Exercise requirements ->
Reproduce the entries below exactly, but leave the pictures out.

Extracted material: Begin

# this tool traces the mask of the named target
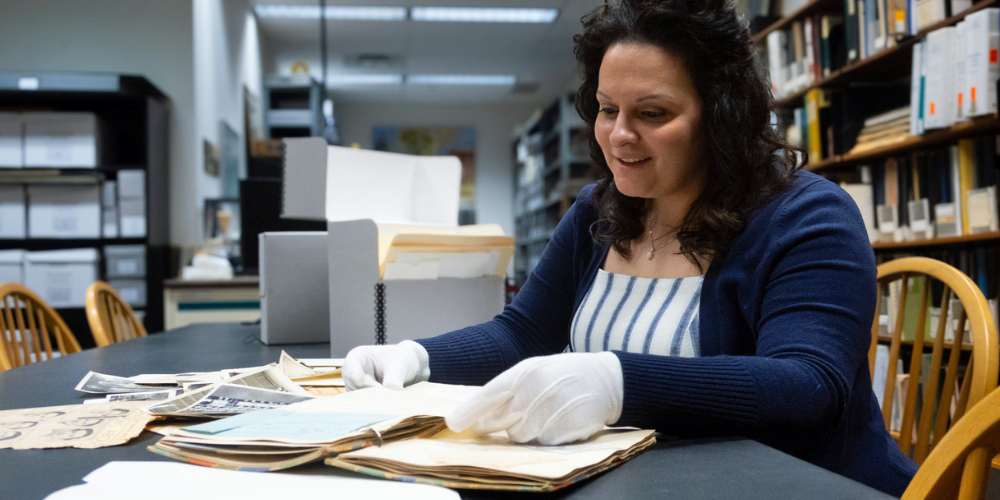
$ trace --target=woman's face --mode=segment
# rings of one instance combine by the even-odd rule
[[[680,58],[654,45],[612,45],[601,62],[597,102],[594,133],[619,192],[697,198],[705,180],[701,100]]]

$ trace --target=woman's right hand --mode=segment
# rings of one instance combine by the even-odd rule
[[[431,376],[424,346],[404,340],[395,345],[365,345],[351,349],[341,376],[348,391],[382,385],[389,389],[424,382]]]

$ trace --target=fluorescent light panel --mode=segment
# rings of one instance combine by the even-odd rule
[[[319,19],[318,5],[257,5],[254,12],[260,17],[283,19]],[[327,6],[327,19],[353,21],[404,21],[406,7],[352,7]]]
[[[406,83],[414,85],[514,85],[514,75],[410,75]]]
[[[413,7],[414,21],[452,21],[481,23],[551,23],[558,9],[513,9],[485,7]]]
[[[403,75],[330,75],[326,78],[329,85],[392,85],[403,83]]]

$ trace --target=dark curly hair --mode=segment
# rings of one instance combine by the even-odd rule
[[[590,157],[603,174],[593,195],[600,213],[594,237],[629,258],[630,242],[644,231],[650,203],[615,187],[594,122],[605,52],[616,43],[651,44],[683,61],[702,103],[708,182],[677,233],[681,253],[701,268],[697,257],[725,254],[749,213],[785,189],[801,168],[798,148],[770,125],[770,84],[758,70],[749,27],[726,0],[607,0],[583,17],[583,27],[573,37],[583,76],[576,109],[588,126]]]

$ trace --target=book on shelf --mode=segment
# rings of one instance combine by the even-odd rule
[[[961,139],[955,145],[889,157],[871,165],[871,198],[879,241],[1000,230],[997,165],[993,135]],[[843,175],[831,177],[845,182]]]

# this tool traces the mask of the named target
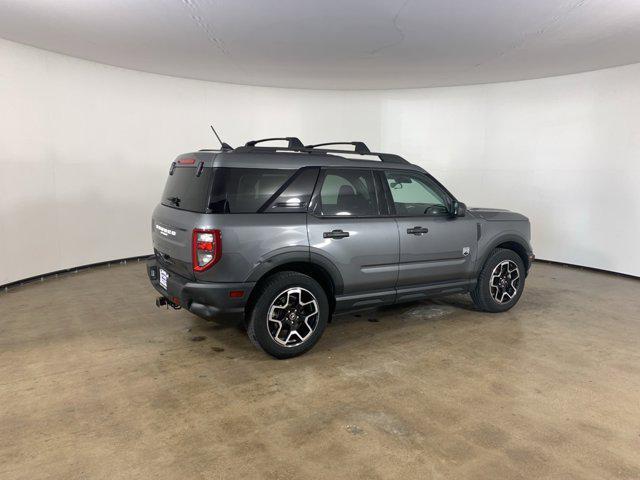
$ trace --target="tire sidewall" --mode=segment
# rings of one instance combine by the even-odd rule
[[[276,343],[271,337],[268,329],[267,315],[271,303],[276,297],[280,295],[283,290],[295,287],[309,290],[316,297],[320,310],[318,324],[311,334],[311,337],[305,342],[295,347],[284,347]],[[248,330],[251,339],[257,342],[265,352],[276,358],[290,358],[301,355],[316,344],[327,326],[328,318],[329,302],[320,284],[313,278],[302,273],[282,272],[269,279],[264,289],[260,292],[260,296],[256,299],[251,310]]]

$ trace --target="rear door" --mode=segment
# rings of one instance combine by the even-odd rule
[[[307,221],[309,244],[312,259],[320,257],[340,272],[338,309],[395,300],[398,228],[380,210],[379,196],[370,169],[321,171]]]
[[[424,286],[466,281],[476,256],[475,220],[451,218],[453,199],[428,175],[385,170],[384,178],[400,234],[398,299],[406,299],[401,291],[408,287],[419,292]]]

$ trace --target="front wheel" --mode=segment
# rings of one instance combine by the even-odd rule
[[[478,283],[471,291],[475,306],[485,312],[505,312],[524,290],[525,267],[513,250],[496,248],[485,262]]]
[[[291,358],[311,349],[327,326],[327,295],[313,278],[280,272],[258,287],[249,314],[251,341],[276,358]]]

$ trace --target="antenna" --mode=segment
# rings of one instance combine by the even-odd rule
[[[211,127],[211,130],[213,130],[213,134],[216,136],[216,138],[220,142],[220,145],[222,145],[222,149],[223,150],[233,150],[233,147],[231,145],[229,145],[228,143],[225,143],[222,140],[220,140],[220,135],[218,135],[218,132],[216,132],[216,129],[213,128],[213,125],[209,125],[209,126]]]

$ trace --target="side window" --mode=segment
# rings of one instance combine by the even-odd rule
[[[260,211],[263,212],[306,212],[311,193],[318,178],[318,168],[303,168],[299,170],[280,190],[270,199]]]
[[[256,213],[294,173],[266,168],[217,168],[209,211]]]
[[[447,199],[437,185],[412,173],[386,171],[398,215],[446,215]]]
[[[316,212],[329,216],[378,215],[376,189],[371,170],[327,169]]]

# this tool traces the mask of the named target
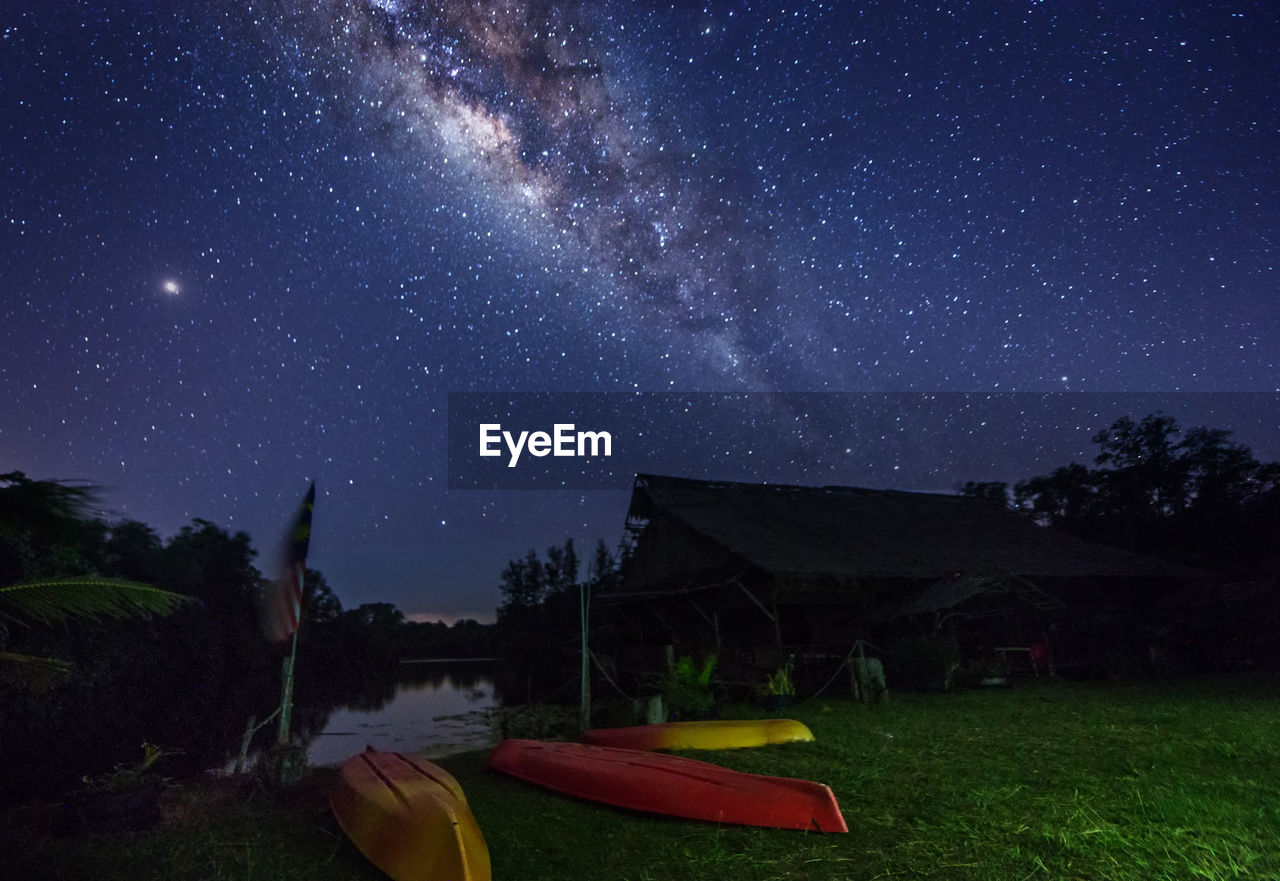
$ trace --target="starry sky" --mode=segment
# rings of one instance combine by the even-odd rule
[[[698,477],[1280,458],[1277,7],[928,7],[6,3],[0,471],[264,570],[315,480],[347,606],[491,619],[630,478],[451,490],[451,393],[655,395],[619,465]]]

Extracted material: End

Result for this exercise ->
# this tool traces the mask of the named target
$ trace --target=woman's face --mode=segment
# rings of one instance combine by the even-odd rule
[[[680,58],[654,45],[612,45],[601,62],[597,102],[594,133],[619,192],[697,198],[705,180],[701,100]]]

$ trace --target=woman's right hand --mode=segment
# rings of one instance combine by the even-odd rule
[[[431,376],[424,346],[404,340],[395,345],[365,345],[351,349],[341,376],[348,391],[382,385],[389,389],[424,382]]]

$ trace --target=fluorescent light panel --mode=segment
# rings of one instance combine by the even-odd rule
[[[319,19],[318,5],[257,5],[254,12],[260,17],[283,19]],[[327,6],[327,19],[353,21],[404,21],[406,7],[352,7]]]
[[[406,83],[414,85],[514,85],[514,75],[410,75]]]
[[[413,7],[414,21],[452,21],[481,23],[551,23],[558,9],[513,9],[485,7]]]
[[[403,75],[330,75],[326,78],[329,85],[392,85],[403,83]]]

$ trace --target=dark curly hair --mode=segment
# rings of one instance combine by the even-odd rule
[[[590,157],[603,174],[593,195],[600,213],[594,237],[629,258],[630,242],[644,231],[650,203],[615,187],[594,122],[605,52],[616,43],[651,44],[683,61],[702,103],[708,182],[677,233],[681,253],[701,268],[697,257],[725,254],[749,213],[785,189],[801,168],[798,148],[770,125],[770,84],[758,70],[749,27],[726,0],[607,0],[583,17],[583,27],[573,37],[583,76],[576,109],[588,126]]]

$ trace --target=book on shelf --mode=segment
# rings of one instance combine by the even-odd rule
[[[961,139],[955,145],[889,157],[871,165],[871,198],[879,241],[1000,230],[997,165],[993,135]],[[843,175],[831,177],[845,182]]]

# this tool traces the mask of the named target
$ trace --target="tire sidewall" --mode=segment
# rings of one instance combine by the even-odd rule
[[[276,343],[271,337],[268,329],[267,315],[271,303],[276,297],[280,295],[283,290],[295,287],[309,290],[316,297],[320,310],[318,324],[311,334],[311,337],[305,342],[295,347],[284,347]],[[248,330],[251,339],[257,342],[265,352],[276,358],[290,358],[301,355],[316,344],[327,326],[328,318],[329,302],[320,284],[313,278],[302,273],[282,272],[269,279],[264,289],[260,292],[260,296],[256,299],[251,310]]]

$ trace --target="rear door" --mode=segment
# rings of one instance combine by the even-odd rule
[[[307,221],[309,244],[312,259],[320,257],[340,272],[338,309],[395,300],[398,228],[380,210],[379,196],[370,169],[321,171]]]
[[[424,286],[466,281],[476,256],[475,220],[451,218],[453,199],[428,175],[385,170],[384,178],[400,234],[398,299],[406,299],[401,291],[408,287],[419,292]]]

$ trace --target="front wheel" --mode=segment
# rings of one instance combine by the even-odd rule
[[[478,283],[471,291],[475,306],[485,312],[505,312],[524,290],[525,267],[513,250],[496,248],[485,262]]]
[[[291,358],[311,349],[327,326],[327,295],[313,278],[280,272],[258,287],[249,314],[251,341],[276,358]]]

$ trace --target="antenna" --mode=segment
# rings of one instance combine by the even-odd rule
[[[211,127],[211,130],[213,130],[213,134],[216,136],[216,138],[220,142],[220,145],[222,145],[222,149],[223,150],[233,150],[233,147],[231,145],[229,145],[228,143],[225,143],[222,140],[220,140],[220,135],[218,135],[218,132],[216,132],[216,129],[213,128],[213,125],[209,125],[209,126]]]

$ trace --target="side window" --mode=segment
# rings of one instance combine by the even-odd rule
[[[260,211],[263,212],[306,212],[311,193],[318,178],[318,168],[303,168],[299,170],[280,190],[270,199]]]
[[[256,213],[294,173],[266,168],[217,168],[209,211]]]
[[[447,199],[437,185],[412,173],[386,171],[398,215],[446,215]]]
[[[316,212],[329,216],[378,215],[376,189],[371,170],[327,169]]]

# this tool traces the mask of the named target
$ trace --target="starry sky" --mode=segment
# rings of one instance combine by the even-odd rule
[[[698,477],[1280,458],[1277,7],[928,7],[6,3],[0,471],[264,570],[315,480],[347,606],[491,619],[630,478],[451,490],[451,393],[655,395],[619,465]]]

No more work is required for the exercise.